SuaraBanyuurip.com – Joko Kuncoro
Bojonegoro – Penanganan kemiskinan yang dilakukan Pemkab Bojonegoro, Jawa Timur cukup massif. Namun, DPRD Bojonegoro meminta pemkab harus melakukan evaluasi penanganan kemiskinan terutama dalam perencanaan program karena jumlah penduduk miskin justru meningkat.
Anggota Komisi C DPRD Bojonegoro Ahmad Supriyanto mengatakan, angka kemiskinan di Bojonegoro dari data BPS sebesar 13,27 persen atau setara sekitar 166.500 jiwa. Padahal program pengentasan kemiskinan yang dilakukan pemerintah daerah sangat massif.
“Baik itu pengurangan beban pengeluaran, peningkatan pendapatan maupun klaster seperti yang tertuang dalam Inpres nomor 4. Namun pertanyaannya kenapa program pengentasan kemiskinan tidak berhasil,” katanya saat Rapat Kerja terkait sinkronisasi data kemiskinan dan sinergi pengentasan kemiskinan, Kamis (7/7/2022).
Dia mengatakan, setelah muncul data dari Badan Pusat Statistik (BPS), Pemkab saat itu langsung melakukan pendataan secara mandiri yakni melalui data miskin daerah (damisda). Hal itu mengesankan seolah-olah pemkab tidak terima dengan data BPS sehingga melakukan pendataan sendiri untuk menyangkal data BPS.
“Jadinya, seolah-olah pemda menanggulangi kemiskinan dengan mengubah data kemiskinan,” katanya, Kamis (7/7/2022).
Supriyanto mengatakan, banyak program sesuai Inpres nomor 4 yang dilakukan Pemkab Bojonegoro. Namun, jika belum berhasil menekan angka kemiskinan berarti ada masalah dalam perencanaannya.

(Catatan anotasi kontur)
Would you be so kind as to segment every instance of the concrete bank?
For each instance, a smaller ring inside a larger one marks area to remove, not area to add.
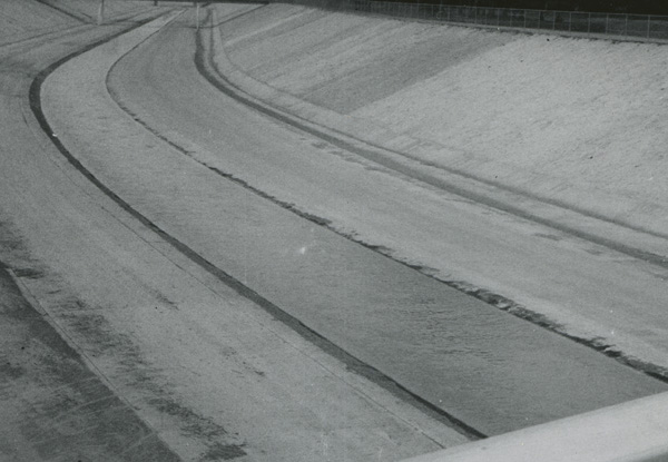
[[[376,159],[666,264],[668,47],[285,4],[214,42],[234,86]]]
[[[191,20],[183,17],[169,30],[191,40]],[[110,208],[122,208],[122,223],[144,238],[128,239],[118,257],[106,253],[110,262],[101,267],[97,262],[106,258],[87,262],[100,275],[108,273],[109,264],[121,267],[104,284],[99,276],[60,262],[82,302],[105,306],[95,314],[102,318],[105,336],[131,338],[134,346],[124,348],[105,341],[111,347],[100,353],[121,394],[136,400],[141,416],[188,460],[197,460],[198,449],[205,459],[402,459],[468,441],[277,323],[225,277],[217,277],[220,272],[210,271],[206,259],[210,255],[194,255],[178,242],[178,233],[166,237],[163,229],[189,220],[181,222],[171,210],[151,215],[150,223],[139,217],[132,207],[151,213],[163,200],[176,208],[183,201],[183,210],[176,212],[242,224],[244,216],[218,215],[222,200],[229,197],[233,209],[239,204],[250,207],[249,201],[233,200],[238,193],[234,185],[220,186],[229,194],[199,194],[223,181],[128,117],[108,95],[109,69],[153,31],[125,36],[69,61],[43,88],[47,118],[71,156],[81,159],[79,173],[90,168],[100,181],[109,181],[115,194],[108,191],[107,198],[116,200]],[[181,47],[188,45],[183,40]],[[184,49],[170,53],[187,56]],[[115,178],[117,171],[120,179]],[[155,194],[132,194],[138,187],[155,188]],[[196,200],[185,201],[191,197]],[[111,228],[104,236],[128,234]],[[228,252],[220,240],[214,246]],[[141,279],[139,287],[136,277]],[[132,288],[122,288],[126,284]],[[100,350],[82,326],[89,314],[71,316],[56,304],[51,308],[82,345]]]

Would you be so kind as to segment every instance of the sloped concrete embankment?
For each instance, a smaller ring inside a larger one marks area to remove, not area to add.
[[[272,4],[220,27],[216,52],[271,105],[666,255],[666,46]]]

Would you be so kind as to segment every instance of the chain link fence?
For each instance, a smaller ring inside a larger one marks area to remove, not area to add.
[[[281,1],[327,10],[361,11],[395,18],[668,40],[668,16],[455,7],[370,0]]]

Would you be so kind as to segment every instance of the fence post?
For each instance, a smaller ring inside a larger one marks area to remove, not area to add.
[[[105,22],[105,0],[100,0],[100,7],[98,9],[98,26]]]
[[[606,33],[608,33],[608,20],[610,18],[610,14],[606,13]]]

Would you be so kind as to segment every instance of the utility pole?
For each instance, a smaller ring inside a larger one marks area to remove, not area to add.
[[[100,0],[100,8],[98,9],[98,26],[105,22],[105,0]]]

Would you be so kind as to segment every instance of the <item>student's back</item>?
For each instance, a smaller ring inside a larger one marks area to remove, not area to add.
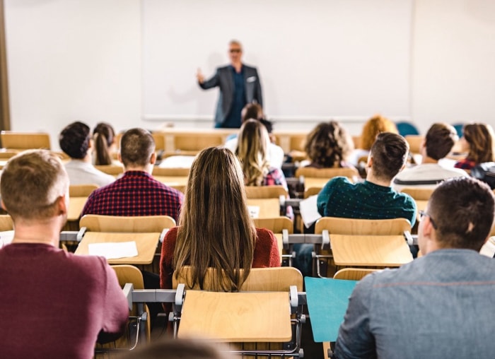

BAGIAN LATIHAN:
**a)** Menurut berita tentang kemiskinan di Bojonegoro, berapa angka kemiskinan di Bojonegoro berdasarkan data BPS?
**b)** Tolong susun baris-baris entri dari baris yang memuat "chain link fence?" sampai baris yang memuat "[[[606,33],[608,33],[608,20],[610,18],[610,14],[606,13]]]" sebagai daftar bernomor, termasuk kedua baris itu. Baris kosong tidak perlu dimasukkan.

JAWABAN TIAP TUGAS:
**a)** 13,27 persen, atau setara sekitar 166.500 jiwa.

**b)**
1. Would you be so kind as to segment every instance of the chain link fence?
2. For each instance, a smaller ring inside a larger one marks area to remove, not area to add.
3. [[[281,1],[327,10],[361,11],[395,18],[668,40],[668,16],[455,7],[370,0]]]
4. Would you be so kind as to segment every instance of the fence post?
5. For each instance, a smaller ring inside a larger one marks area to remove, not area to add.
6. [[[105,22],[105,0],[100,0],[100,7],[98,9],[98,26]]]
7. [[[606,33],[608,33],[608,20],[610,18],[610,14],[606,13]]]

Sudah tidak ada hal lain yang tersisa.